> _Required action_:
Say the number of lines in the records below that hold the word "soldier", and only that number.

□ □ □

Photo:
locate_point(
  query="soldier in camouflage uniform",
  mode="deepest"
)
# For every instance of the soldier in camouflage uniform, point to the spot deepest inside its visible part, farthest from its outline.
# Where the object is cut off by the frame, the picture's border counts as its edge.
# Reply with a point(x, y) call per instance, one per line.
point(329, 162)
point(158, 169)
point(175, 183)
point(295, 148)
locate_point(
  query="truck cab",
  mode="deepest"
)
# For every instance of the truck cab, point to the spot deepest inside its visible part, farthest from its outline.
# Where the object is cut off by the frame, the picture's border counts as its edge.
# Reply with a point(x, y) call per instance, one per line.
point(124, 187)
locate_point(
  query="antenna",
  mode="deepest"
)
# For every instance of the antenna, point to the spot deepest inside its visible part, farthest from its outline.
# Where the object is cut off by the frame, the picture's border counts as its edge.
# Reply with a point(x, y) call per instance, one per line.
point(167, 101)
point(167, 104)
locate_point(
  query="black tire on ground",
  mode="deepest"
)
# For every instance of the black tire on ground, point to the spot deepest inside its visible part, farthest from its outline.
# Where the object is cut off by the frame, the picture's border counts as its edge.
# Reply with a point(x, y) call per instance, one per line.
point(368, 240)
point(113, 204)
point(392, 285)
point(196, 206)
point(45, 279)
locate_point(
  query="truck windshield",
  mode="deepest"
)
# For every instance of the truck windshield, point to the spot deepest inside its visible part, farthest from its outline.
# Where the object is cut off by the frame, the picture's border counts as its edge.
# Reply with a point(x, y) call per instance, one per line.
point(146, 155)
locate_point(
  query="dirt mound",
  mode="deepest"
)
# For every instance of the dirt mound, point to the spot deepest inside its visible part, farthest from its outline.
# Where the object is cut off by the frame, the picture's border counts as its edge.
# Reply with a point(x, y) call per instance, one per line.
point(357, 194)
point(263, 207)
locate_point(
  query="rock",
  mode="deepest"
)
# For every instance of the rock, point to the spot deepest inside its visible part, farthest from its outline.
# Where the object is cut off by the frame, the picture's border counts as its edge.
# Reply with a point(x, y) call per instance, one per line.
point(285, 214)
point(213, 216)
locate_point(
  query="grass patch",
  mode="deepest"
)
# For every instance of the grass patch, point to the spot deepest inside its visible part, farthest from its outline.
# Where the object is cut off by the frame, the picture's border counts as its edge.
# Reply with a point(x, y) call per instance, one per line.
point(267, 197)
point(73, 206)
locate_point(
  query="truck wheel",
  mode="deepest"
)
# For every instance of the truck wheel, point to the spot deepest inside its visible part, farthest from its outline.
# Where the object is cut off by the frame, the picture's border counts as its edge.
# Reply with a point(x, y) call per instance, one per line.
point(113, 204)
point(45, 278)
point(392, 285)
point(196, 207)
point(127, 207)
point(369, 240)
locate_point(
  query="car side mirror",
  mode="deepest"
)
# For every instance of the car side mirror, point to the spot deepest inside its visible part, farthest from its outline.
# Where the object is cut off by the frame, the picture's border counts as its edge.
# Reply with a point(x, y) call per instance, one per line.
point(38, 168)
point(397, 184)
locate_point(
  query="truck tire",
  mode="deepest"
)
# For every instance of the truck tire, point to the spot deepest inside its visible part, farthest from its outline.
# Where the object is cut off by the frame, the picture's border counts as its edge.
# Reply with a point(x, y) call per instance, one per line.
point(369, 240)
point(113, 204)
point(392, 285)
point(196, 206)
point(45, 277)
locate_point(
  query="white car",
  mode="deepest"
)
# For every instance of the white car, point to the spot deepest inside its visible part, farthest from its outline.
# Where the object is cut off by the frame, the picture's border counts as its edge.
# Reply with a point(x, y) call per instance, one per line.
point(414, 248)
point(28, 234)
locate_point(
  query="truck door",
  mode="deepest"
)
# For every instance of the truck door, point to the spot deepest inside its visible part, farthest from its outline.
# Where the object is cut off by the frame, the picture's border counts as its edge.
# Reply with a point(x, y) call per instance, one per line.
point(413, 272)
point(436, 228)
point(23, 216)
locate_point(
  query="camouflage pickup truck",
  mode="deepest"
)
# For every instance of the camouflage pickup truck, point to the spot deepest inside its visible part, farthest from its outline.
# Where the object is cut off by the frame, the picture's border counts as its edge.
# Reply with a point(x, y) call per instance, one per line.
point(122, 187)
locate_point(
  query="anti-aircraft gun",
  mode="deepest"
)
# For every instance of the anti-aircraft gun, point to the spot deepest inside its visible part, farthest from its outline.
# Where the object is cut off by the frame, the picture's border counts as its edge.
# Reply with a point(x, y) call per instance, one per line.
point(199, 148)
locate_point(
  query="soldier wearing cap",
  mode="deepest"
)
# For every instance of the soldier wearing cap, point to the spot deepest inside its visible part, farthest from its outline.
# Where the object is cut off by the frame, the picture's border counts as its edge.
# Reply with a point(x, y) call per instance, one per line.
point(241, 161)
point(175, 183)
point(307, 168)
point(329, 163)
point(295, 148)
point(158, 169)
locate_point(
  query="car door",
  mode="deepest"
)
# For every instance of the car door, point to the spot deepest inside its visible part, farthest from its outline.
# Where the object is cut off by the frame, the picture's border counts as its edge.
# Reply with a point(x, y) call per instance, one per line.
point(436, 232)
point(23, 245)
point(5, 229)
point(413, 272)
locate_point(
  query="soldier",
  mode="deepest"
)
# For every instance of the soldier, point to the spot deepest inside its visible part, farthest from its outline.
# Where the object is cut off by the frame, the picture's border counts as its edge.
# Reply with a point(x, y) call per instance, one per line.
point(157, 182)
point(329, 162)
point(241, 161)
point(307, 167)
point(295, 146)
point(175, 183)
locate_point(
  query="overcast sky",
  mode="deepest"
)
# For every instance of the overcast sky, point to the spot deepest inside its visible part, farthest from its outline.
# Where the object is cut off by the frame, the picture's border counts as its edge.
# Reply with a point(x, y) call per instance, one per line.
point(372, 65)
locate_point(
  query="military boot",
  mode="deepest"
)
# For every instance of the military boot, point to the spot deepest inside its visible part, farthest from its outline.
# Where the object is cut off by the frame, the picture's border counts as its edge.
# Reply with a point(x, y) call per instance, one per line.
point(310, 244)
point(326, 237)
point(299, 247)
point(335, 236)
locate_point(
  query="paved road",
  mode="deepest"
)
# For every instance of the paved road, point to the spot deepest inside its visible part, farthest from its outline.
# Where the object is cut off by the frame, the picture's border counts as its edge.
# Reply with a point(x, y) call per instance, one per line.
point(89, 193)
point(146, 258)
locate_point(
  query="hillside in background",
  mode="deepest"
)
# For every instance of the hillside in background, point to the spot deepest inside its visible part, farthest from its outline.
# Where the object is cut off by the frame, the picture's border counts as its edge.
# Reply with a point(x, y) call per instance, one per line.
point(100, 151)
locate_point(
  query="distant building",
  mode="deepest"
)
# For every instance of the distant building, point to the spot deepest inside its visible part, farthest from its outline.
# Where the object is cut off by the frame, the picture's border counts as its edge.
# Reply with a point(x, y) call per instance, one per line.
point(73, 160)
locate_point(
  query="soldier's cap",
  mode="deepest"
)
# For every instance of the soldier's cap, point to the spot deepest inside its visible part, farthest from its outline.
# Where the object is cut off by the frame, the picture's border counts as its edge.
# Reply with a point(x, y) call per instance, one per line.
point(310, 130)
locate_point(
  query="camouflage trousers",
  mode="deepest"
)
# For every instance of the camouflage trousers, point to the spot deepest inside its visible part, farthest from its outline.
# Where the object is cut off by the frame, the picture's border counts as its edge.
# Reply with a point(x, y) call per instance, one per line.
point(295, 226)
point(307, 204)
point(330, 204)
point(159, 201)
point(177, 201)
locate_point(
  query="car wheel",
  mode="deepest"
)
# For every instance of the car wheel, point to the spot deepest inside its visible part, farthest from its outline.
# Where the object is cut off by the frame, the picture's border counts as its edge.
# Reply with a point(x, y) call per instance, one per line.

□ □ □

> _Task output_:
8